WHAT TO PRODUCE: Please write out exactly the lines of the data below from the line holding "box: [113, 31, 220, 129]" through the line holding "box: [102, 99, 145, 149]", and leave out the rest.
[DATA TO EXAMINE — start]
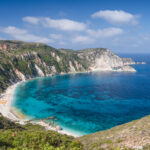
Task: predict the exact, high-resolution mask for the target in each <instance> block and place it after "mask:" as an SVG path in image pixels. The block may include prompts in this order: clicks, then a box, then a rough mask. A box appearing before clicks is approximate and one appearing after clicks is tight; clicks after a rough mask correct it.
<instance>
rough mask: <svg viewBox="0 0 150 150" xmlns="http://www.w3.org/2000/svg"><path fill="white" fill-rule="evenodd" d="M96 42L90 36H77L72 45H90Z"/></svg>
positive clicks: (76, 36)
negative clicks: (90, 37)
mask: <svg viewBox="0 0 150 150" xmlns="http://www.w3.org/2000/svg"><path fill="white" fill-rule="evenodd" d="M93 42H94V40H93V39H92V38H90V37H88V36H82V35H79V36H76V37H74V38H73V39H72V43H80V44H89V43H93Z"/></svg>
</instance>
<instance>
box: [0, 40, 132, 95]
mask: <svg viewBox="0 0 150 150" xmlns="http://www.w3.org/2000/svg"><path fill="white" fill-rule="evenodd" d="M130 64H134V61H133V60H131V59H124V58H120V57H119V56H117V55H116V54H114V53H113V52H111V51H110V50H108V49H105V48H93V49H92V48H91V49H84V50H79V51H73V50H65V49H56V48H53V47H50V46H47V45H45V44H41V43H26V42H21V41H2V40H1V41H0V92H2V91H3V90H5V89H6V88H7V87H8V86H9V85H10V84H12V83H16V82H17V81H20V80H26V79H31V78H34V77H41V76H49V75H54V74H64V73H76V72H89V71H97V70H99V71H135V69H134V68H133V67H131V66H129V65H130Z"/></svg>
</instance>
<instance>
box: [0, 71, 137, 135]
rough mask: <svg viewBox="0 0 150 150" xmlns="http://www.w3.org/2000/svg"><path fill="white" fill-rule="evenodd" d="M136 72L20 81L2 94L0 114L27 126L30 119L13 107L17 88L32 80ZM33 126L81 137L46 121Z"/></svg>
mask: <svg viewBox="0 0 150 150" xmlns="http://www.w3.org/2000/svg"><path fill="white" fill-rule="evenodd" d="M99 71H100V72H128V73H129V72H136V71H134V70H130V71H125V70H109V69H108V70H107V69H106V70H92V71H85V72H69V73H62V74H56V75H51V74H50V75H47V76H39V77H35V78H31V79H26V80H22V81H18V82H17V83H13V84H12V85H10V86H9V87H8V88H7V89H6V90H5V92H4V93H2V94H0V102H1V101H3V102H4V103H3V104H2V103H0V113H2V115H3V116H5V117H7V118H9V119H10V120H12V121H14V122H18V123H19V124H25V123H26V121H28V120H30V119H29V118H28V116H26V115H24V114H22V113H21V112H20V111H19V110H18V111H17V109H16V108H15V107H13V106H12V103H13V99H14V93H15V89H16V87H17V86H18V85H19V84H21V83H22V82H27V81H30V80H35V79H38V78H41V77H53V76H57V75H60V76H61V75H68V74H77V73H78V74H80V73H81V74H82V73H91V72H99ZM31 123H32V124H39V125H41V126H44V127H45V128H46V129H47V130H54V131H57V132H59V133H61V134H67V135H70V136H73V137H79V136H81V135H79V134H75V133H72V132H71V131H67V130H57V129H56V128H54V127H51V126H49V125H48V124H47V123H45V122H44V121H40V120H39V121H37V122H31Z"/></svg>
[DATA TO EXAMINE — finish]
[DATA TO EXAMINE — start]
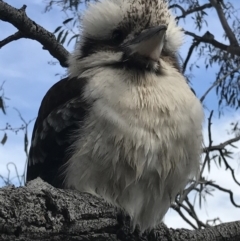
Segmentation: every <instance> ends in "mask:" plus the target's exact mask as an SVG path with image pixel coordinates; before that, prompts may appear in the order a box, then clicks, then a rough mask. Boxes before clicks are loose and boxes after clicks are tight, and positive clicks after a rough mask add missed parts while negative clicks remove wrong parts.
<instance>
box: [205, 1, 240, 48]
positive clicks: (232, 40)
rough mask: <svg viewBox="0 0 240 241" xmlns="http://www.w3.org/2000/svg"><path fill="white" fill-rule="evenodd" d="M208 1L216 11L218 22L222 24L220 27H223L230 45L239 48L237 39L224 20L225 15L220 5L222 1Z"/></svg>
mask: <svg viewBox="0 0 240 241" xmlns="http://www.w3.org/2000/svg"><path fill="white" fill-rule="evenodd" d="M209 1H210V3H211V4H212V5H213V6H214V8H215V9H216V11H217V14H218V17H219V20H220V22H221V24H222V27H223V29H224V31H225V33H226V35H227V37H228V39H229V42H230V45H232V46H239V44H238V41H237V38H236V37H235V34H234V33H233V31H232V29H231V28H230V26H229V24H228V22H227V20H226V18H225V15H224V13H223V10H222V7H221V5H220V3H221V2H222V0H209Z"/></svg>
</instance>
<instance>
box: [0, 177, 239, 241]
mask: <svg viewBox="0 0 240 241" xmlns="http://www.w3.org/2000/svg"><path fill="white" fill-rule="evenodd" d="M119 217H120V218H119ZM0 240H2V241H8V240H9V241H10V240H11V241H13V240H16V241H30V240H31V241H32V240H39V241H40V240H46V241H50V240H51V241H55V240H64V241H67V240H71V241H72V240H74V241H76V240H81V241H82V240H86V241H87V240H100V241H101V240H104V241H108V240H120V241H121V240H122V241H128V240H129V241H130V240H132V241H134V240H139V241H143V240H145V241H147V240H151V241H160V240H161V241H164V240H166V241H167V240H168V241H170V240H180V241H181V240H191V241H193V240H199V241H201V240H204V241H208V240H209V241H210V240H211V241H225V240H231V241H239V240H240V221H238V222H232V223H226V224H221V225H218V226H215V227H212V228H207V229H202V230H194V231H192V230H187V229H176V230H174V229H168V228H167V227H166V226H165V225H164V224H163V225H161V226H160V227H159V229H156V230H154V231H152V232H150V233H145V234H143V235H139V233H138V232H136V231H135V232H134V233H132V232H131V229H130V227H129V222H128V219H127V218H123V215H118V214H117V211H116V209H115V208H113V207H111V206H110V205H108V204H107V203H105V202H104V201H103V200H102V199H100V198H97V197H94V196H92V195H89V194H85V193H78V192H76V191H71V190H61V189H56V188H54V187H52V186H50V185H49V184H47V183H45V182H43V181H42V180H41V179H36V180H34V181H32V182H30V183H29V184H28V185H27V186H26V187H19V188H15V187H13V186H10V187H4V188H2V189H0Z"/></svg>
[DATA TO EXAMINE — finish]
[DATA TO EXAMINE — start]
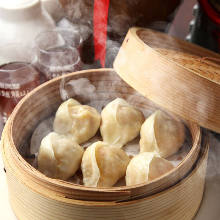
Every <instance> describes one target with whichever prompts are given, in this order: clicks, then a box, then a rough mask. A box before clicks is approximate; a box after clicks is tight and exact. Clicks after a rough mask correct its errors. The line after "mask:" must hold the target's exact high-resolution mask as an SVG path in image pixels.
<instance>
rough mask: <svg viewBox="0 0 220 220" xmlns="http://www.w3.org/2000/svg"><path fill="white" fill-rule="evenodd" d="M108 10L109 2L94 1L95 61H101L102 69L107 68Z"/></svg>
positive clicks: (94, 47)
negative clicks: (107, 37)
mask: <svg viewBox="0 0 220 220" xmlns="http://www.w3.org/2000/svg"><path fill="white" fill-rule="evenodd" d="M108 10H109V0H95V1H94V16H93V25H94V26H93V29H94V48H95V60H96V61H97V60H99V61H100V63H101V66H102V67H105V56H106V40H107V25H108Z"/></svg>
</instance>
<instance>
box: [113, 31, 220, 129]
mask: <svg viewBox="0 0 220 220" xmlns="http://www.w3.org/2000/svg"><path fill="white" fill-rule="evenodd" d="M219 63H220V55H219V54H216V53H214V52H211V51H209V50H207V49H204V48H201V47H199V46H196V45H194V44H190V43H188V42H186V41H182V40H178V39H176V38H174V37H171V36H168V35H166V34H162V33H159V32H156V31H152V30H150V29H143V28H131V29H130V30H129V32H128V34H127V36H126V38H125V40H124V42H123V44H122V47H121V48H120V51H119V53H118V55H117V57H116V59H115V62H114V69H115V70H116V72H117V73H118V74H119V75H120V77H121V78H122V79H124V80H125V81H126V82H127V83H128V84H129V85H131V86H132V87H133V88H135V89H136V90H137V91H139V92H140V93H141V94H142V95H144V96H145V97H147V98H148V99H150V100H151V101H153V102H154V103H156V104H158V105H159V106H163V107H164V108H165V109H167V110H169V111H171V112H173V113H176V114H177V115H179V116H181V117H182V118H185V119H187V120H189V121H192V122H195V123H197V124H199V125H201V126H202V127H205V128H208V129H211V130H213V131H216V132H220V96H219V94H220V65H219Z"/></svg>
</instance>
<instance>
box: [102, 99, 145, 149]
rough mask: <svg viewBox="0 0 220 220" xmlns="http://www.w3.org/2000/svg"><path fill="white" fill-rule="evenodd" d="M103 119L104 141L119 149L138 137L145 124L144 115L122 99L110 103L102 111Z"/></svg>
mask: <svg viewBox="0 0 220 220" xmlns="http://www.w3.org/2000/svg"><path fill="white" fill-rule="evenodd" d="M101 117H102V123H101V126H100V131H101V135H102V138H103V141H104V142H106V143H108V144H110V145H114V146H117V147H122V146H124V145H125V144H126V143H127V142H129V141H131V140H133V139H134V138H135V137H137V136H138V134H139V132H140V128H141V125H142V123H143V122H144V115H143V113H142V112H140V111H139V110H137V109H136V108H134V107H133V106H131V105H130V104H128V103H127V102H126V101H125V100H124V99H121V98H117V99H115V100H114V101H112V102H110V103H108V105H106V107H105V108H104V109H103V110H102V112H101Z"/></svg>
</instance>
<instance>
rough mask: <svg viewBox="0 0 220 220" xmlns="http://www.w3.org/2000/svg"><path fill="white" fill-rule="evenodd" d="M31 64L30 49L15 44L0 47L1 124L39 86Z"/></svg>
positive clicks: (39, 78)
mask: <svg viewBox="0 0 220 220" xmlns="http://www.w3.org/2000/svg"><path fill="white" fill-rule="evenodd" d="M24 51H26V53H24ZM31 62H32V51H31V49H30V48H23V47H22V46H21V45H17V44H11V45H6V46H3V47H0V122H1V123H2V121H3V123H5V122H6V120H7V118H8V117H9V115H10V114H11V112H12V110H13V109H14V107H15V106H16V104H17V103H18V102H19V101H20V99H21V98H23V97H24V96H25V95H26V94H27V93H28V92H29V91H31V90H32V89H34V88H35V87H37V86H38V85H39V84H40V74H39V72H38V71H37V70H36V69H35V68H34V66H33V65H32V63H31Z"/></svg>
[DATA TO EXAMINE — finish]
ANSWER SPACE:
box: [113, 31, 220, 129]
mask: <svg viewBox="0 0 220 220" xmlns="http://www.w3.org/2000/svg"><path fill="white" fill-rule="evenodd" d="M219 63H220V55H219V54H216V53H214V52H211V51H209V50H207V49H204V48H201V47H199V46H196V45H194V44H190V43H188V42H186V41H182V40H178V39H176V38H174V37H171V36H168V35H166V34H162V33H159V32H156V31H152V30H150V29H143V28H131V29H130V30H129V32H128V34H127V36H126V38H125V40H124V42H123V44H122V47H121V48H120V51H119V53H118V55H117V57H116V59H115V62H114V69H115V70H116V72H117V73H118V74H119V75H120V77H121V78H122V79H124V80H125V81H126V82H127V83H128V84H129V85H131V86H132V87H133V88H135V89H136V90H137V91H139V92H140V93H141V94H142V95H144V96H145V97H147V98H148V99H150V100H151V101H153V102H154V103H156V104H158V105H159V106H163V107H164V108H165V109H167V110H169V111H171V112H173V113H176V114H177V115H179V116H181V117H182V118H185V119H187V120H189V121H192V122H195V123H197V124H199V125H201V126H202V127H205V128H208V129H211V130H213V131H216V132H220V96H219V94H220V65H219Z"/></svg>
</instance>
<instance>
box: [102, 99, 145, 149]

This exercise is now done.